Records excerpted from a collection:
——
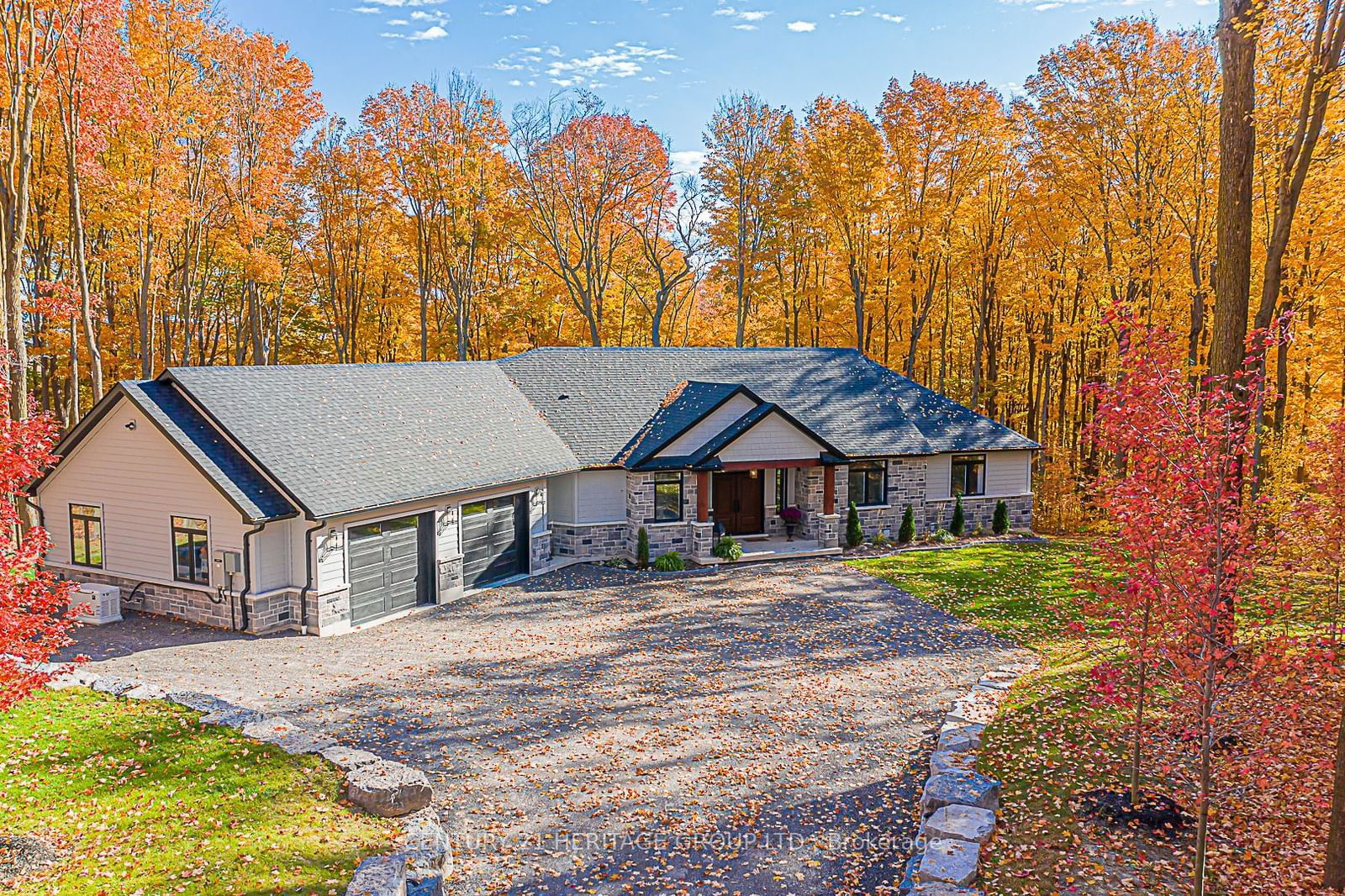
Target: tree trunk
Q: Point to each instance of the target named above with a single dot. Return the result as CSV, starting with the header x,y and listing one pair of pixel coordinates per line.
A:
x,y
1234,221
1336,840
——
*EXERCISE OBJECTIVE:*
Make an exact copy of every record, pictures excluded.

*SOLUTION:*
Target: tree trunk
Q: Point to each instance of the target named above with a single dot. Return the result as CSV, starting with the header x,y and listing one pair of pixel coordinates per line.
A:
x,y
1234,221
1336,840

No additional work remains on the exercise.